-- Page text --
Surface view of a Drosophila embryo at the onset of gastrulation. A pulse of laser light has been used to trigger the translocation of an actin inhibitor to the plasma membrane in a central stripe of cells.

Surface view of a Drosophila embryo at the onset of gastrulation. A pulse of laser light has been used to trigger the translocation of an actin inhibitor to the plasma membrane in a central stripe of cells. Optogentically activated cells lose their regular hexagonal shape and will fail to gastrulate. Image is pseudo-coloured according to fluorescence intensity (blue=low/yellow=high). See also Movie 1.

Confocal movie of an embryo at the onset of gastrulation (surface view). Using a pulse of two-photon laser (red box), an inhibitor of actin polymerisation was recruited to the plasma membrane in a central stripe of cells. Activated cells cannot contract and are pulled by neighbouring non-activated contracting cells.

Cell shape changes are of fundamental importance during embryonic development. How cells form and change shape during morphogenesis are the key questions addressed by the De Renzis group.

Previous and current research

Tissue morphogenesis is triggered by shape changes in single cells or group of cells. This remodelling depends on a complex interaction between cortical forces exerted by the actin cytoskeleton and membrane homeostasis (i.e. vesicular trafficking and lipid metabolism). Using the early Drosophila embryo as model organism, we wish to understand how membrane trafficking and cytoskeletal dynamics are regulated during morphogenesis and how this, in turn, impacts on specific cell and tissue behaviour.

-- What to do --
A. List every color named in the text on Drosophila gastrulation.
B. Update the passage on Drosophila morphogenesis research, starting with "Cell shape changes" and going on through "De Renzis group.", so that "fundamental" is replaced by "central".
C. Go on with the text on Drosophila morphogenesis research from the point where it stops.

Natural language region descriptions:

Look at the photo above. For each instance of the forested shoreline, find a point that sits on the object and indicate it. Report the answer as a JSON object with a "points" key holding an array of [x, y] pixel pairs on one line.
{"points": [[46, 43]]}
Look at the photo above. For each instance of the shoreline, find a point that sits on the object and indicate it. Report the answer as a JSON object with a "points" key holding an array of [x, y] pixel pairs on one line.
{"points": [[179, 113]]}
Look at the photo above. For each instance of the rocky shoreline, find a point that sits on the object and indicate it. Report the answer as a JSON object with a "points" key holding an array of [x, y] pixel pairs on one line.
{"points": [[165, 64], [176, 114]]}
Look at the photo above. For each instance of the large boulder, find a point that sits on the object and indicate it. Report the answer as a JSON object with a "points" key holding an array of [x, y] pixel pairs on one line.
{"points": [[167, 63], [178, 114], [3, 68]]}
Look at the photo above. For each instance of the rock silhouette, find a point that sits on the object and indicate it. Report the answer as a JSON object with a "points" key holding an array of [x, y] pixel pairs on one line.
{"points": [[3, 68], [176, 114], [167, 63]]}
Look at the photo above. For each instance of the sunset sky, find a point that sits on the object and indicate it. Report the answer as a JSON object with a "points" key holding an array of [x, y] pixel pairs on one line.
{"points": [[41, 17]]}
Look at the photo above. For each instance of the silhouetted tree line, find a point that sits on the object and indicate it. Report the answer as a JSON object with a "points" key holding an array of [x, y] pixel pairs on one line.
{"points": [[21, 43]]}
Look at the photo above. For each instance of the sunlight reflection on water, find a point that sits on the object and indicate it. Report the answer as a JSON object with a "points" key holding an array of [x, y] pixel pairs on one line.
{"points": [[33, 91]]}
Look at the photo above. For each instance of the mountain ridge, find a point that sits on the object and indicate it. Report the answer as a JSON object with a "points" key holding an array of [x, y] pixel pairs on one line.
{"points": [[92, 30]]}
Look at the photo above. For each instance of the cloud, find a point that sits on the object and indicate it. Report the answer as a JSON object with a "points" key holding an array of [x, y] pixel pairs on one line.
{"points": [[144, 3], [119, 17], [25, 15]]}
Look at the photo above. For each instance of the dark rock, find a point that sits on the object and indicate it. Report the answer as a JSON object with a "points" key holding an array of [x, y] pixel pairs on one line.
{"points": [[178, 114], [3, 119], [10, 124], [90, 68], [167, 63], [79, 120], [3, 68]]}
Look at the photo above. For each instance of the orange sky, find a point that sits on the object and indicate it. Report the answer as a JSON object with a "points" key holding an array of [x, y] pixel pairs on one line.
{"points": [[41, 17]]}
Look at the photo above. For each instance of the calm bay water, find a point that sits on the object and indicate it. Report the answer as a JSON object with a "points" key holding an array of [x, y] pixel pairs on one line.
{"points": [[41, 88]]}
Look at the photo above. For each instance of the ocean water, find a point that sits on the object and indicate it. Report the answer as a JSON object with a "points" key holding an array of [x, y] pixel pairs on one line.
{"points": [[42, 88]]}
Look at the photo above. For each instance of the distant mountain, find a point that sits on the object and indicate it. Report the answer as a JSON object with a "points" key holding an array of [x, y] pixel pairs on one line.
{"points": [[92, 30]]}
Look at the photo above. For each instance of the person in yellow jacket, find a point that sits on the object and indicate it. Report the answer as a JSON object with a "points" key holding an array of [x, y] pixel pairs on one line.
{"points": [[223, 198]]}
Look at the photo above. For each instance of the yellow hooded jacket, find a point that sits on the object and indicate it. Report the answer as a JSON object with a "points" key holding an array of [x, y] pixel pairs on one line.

-- Responses to the tasks --
A.
- blue
- yellow
- red

B.
Cell shape changes are of central importance during embryonic development. How cells form and change shape during morphogenesis are the key questions addressed by the De Renzis group.

C.
We have recently developed new optogenetic methods to manipulate key components of the membrane transport machinery and cytoskeletal regulators with cellular precision in situ during embryonic development (Figure 1). Using these novel tools in combination with two-photon microscopy we can now control protein function with high-spatio temporal precision and thus functionally link subcellular to supracellular processes during morphogenesis. We are also implementing optogenetics to study signalling systems and induce tissue-specific differentiation programmes at will.

Future projects and goals

Using a combination of imaging, genome engineering, optogenetic, and biochemical approaches, we wish to elucidate how machineries controlling intracellular trafficking re-organise during differentiation and how this in turn impacts on global changes in tissue morphology. One long-term goal of the group will be to reconstitute morphogenetic processes in naïve tissues using synthetic approaches.